> [Task]: In full and without alteration, repeat the material.

(Excerpts from point annotation data)
* * * * *

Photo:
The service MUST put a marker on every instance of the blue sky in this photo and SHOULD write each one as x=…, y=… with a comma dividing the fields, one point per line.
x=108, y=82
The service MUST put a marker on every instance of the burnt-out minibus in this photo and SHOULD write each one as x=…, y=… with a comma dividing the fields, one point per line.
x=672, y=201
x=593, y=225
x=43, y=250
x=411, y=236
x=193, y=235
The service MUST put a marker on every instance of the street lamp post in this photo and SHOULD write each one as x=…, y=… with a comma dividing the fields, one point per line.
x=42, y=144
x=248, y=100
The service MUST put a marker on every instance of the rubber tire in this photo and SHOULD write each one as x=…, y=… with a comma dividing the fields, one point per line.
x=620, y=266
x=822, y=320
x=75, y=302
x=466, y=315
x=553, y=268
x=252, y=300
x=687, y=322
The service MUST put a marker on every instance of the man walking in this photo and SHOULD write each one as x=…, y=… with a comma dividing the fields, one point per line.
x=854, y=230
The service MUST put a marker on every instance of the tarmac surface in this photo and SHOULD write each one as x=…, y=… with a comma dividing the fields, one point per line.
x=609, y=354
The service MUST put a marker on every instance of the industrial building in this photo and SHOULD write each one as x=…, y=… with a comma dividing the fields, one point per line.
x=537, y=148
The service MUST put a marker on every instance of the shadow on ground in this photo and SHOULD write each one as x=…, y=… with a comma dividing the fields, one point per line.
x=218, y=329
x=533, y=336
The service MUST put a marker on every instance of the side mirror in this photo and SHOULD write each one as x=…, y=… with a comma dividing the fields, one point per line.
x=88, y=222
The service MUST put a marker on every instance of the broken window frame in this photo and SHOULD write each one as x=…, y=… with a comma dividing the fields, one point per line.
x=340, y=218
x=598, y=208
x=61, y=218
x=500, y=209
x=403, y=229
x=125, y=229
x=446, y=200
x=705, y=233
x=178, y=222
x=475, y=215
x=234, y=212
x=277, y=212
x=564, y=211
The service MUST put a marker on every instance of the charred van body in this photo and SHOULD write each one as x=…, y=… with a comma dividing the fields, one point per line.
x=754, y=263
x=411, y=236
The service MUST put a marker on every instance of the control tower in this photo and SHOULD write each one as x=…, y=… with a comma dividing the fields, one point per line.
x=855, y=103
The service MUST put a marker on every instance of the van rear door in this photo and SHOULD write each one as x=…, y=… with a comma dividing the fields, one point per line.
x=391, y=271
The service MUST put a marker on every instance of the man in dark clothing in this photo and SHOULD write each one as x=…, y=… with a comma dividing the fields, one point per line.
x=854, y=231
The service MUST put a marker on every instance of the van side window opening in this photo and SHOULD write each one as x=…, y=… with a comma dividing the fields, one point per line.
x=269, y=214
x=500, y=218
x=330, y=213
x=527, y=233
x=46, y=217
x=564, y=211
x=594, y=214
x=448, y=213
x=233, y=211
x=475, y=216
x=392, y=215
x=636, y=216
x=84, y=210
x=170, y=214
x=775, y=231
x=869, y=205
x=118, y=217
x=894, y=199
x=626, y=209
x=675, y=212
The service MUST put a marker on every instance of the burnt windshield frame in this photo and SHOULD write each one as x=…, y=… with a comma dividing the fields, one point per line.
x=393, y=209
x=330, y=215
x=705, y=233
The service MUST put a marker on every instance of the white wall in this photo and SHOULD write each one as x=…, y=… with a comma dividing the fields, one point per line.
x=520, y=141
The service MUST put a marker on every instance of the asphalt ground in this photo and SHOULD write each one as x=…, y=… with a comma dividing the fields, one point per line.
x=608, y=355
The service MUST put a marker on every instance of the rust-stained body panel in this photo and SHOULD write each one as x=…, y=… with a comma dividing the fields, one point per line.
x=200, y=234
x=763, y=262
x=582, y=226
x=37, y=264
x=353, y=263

* * * * *

> [Result]:
Photo:
The service MUST put a marker on every instance of the blue sky in this photo and SHOULD write each one as x=…, y=… with a comma dividing the fields, one point per line.
x=108, y=82
The service MUST put a marker on every instance of the burnt-out minibus in this photo and SHOULD write each one as x=…, y=… with a comma dividing the fields, one point per line.
x=672, y=201
x=593, y=225
x=43, y=250
x=411, y=236
x=193, y=235
The service MUST put a marker on every instance of the street lamp post in this photo and SHOULD write each one as x=…, y=… with a comma dividing the fields, one point per line.
x=42, y=144
x=248, y=100
The service MUST put a marker on every instance of the rubber tire in this photo and SHOULD write each one as x=…, y=… with a comma dividing the fields, one point per line.
x=620, y=266
x=822, y=320
x=75, y=302
x=466, y=315
x=553, y=268
x=252, y=300
x=687, y=322
The service MUST put a marker on every instance of the man walking in this photo and SHOULD write each one as x=…, y=… with a comma dividing the fields, one point per line.
x=854, y=230
The service MUST put a marker on every instance of the tarmac surface in this photo and SHOULD write each one as x=…, y=… with a comma dividing the fields, one point per line.
x=609, y=354
The service MUST put a marker on every instance of the industrial building in this photo and SHOULD write each one as x=…, y=… with a comma dividing the fields, one point per line.
x=537, y=148
The service MUST put a marker on every instance of the shadow on ground in this photo and SHOULD write each one as x=…, y=… with a comma dividing the fields, one point per line.
x=218, y=329
x=533, y=336
The service MUST put a marker on every instance of the side mirror in this photo and SHOULD write each one as x=…, y=… with a comma dividing the fields, one point per line.
x=88, y=222
The service MUST put a marker on every instance of the broken window frame in this photo and SHOULD write each one as x=…, y=… with a comma dividing the fields, one point per line.
x=340, y=218
x=598, y=208
x=61, y=218
x=500, y=209
x=403, y=229
x=125, y=229
x=446, y=200
x=705, y=233
x=178, y=222
x=475, y=215
x=234, y=212
x=277, y=212
x=564, y=211
The service MUST put a marker on every instance of the charred van body in this photo and SHOULD write each one as x=…, y=… with a comma dividing the fields, one point per line.
x=754, y=263
x=411, y=236
The service MUST put a marker on every instance of the control tower in this photo and SHOULD write each one as x=…, y=… with a comma dividing the fields, one point per line.
x=855, y=103
The service MUST put a marker on every instance of the van rear door in this photo and SHOULD write each one as x=…, y=… with a comma dividing the fields, one point per line.
x=391, y=271
The service MUST put a marker on every instance of the man in dark clothing in this photo and SHOULD write each one as x=…, y=… with a comma dividing the fields, one point per line.
x=854, y=231
The service MUST put a marker on every instance of the van side window opening in this photo and SHOULD write each one as x=…, y=… with a comma dividing the fields, one point per line.
x=269, y=214
x=500, y=218
x=330, y=213
x=527, y=233
x=46, y=217
x=564, y=211
x=594, y=214
x=448, y=213
x=233, y=211
x=475, y=216
x=392, y=215
x=636, y=216
x=84, y=210
x=170, y=214
x=775, y=231
x=869, y=205
x=118, y=217
x=894, y=199
x=626, y=209
x=675, y=212
The service MUST put a marker on every instance of the burnt windshield frame in this photo and SHOULD write each one as x=…, y=… with a comma dividing the fields, one point per line.
x=393, y=209
x=330, y=215
x=705, y=233
The service MUST put a marker on every instance of the white wall in this photo and SHOULD write each one as x=…, y=… with a comma dividing the fields, one point per line.
x=520, y=141
The service MUST put a marker on every instance of the asphalt ground in this photo and SHOULD write each one as x=…, y=… with a comma dividing the fields, one point per line.
x=608, y=355
The service MUST put a marker on every instance of the rust-stained body panel in this photo and SHOULD write each one as x=…, y=… with a comma dividing the fields, one point per line.
x=200, y=234
x=763, y=262
x=582, y=226
x=37, y=264
x=353, y=263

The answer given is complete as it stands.